- PASAJE EXTRAÍDO
☆ ☆ ☆

En el año 2000, los países del mundo reunidos en la Asamblea de las Naciones Unidas se propusieron ocho objetivos, que llamaron los Objetivos del Milenio, con la pretensión de alcanzarlos en 15 años. Las ocho metas buscaban poner el bien común de la humanidad en el centro del trabajo de Naciones Unidas, disminuyendo las brechas y desigualdades entre países y entre grupos humanos, y trabajando en beneficio de aquellos cuya vida y derechos son más claramente amenazados.
En concreto, los Objetivos del Milenio apuntaban a erradicar la pobreza extrema y el hambre; lograr la enseñanza primaria universal; promover la igualdad entre los géneros y la autonomía de la mujer; reducir la mortalidad infantil; mejorar la salud materna; combatir el VIH/SIDA, el paludismo y otras enfermedades; garantizar la sostenibilidad del medioambiente; y fomentar una asociación mundial para el desarrollo. Algunos países se los tomaron muy en serio y los utilizaron como guía para formular e impulsar planes y políticas. Sin embargo, a nivel mundial se avanzó poco: llegado 2015, los Objetivos solo se habían alcanzado parcialmente.
De los ocho, el primero de ellos, eliminar la extrema pobreza y el hambre, fue el más ampliamente aceptado, ante el cual nadie razonable se atrevía a poner reparos. Quizás por ello, entre 2000 y 2015, el número de personas con hambre disminuyó en 100 millones. Pero el optimismo duró poco: el hambre ha vuelto a crecer en el mundo. Diversos datos indican que, al finalizar el año 2021, 828 millones de personas pasan hambre (el 12% de la población mundial). Pese a ello, la ONU no cesa en su empeño por erradicar ese flagelo. En los Objetivos de Desarrollo Sostenible, propone alcanzar el objetivo de hambre cero en 2030.

☆ ☆ ☆

- REGISTROS DE DATOS
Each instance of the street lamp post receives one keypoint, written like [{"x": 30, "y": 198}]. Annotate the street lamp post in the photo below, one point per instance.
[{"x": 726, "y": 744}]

☆ ☆ ☆

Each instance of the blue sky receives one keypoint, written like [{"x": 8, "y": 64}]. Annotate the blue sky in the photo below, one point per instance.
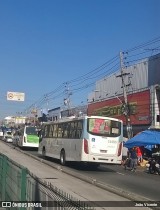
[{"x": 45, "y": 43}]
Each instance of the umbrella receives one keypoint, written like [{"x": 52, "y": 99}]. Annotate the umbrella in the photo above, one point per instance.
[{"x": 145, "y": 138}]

☆ ☆ ☆

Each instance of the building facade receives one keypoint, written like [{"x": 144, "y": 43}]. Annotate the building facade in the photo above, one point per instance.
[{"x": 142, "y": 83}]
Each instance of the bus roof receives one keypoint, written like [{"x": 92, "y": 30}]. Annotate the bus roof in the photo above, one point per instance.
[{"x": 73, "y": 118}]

☆ ☆ ☆

- TAREA A REALIZAR
Retoma el texto sobre los Objetivos del Milenio y la lucha contra el hambre, y continúalo a partir de la oración que menciona el objetivo de hambre cero en 2030.

- SECCIÓN DE RESPUESTA
En El Salvador, el problema del hambre está muy presente. Según la FAO, casi un millón de personas pasan hambre en nuestro país, lo que representa aproximadamente el 15% de la población. Con el actual encarecimiento de los alimentos, los altos precios de los insumos agrícolas (especialmente los fertilizantes) y la sequía que afecta la zona oriental, es mayor el riesgo de que el hambre y la malnutrición aumenten. Por otra parte, nuestros hábitos alimenticios y las políticas públicas en materia agrícola y de producción de alimentos no contribuyen al consumo de dietas más nutritivas, que incluyen abundantes hortalizas y frutas. El panorama nacional es sombrío, pues, como se sabe, la malnutrición y el hambre causan severas deficiencias en el crecimiento y el desarrollo infantil. A nivel mundial, a efecto de ellas, el 28.7% de la niñez padece problemas de crecimiento y desnutrición aguda.
Los retos para el Gobierno (en particular, para los ministerios de Agricultura y Ganadería, de Salud y de Economía) están claros: no solo reducir o erradicar el hambre, sino también crear las condiciones necesarias para una mejor y más nutritiva dieta alimenticia. Aumentar y diversificar la producción agrícola, desanimar el consumo de alimentos nocivos para la salud (los ricos en grasas y azúcares, por ejemplo) y controlar los precios de aquellos que son básicos para una vida sana son tres macroacciones que tendrían gran impacto en el desarrollo de la población. Por desgracia (una más entre tantas otras), las prioridades gubernamentales se alimentan de sueños, no de realidades.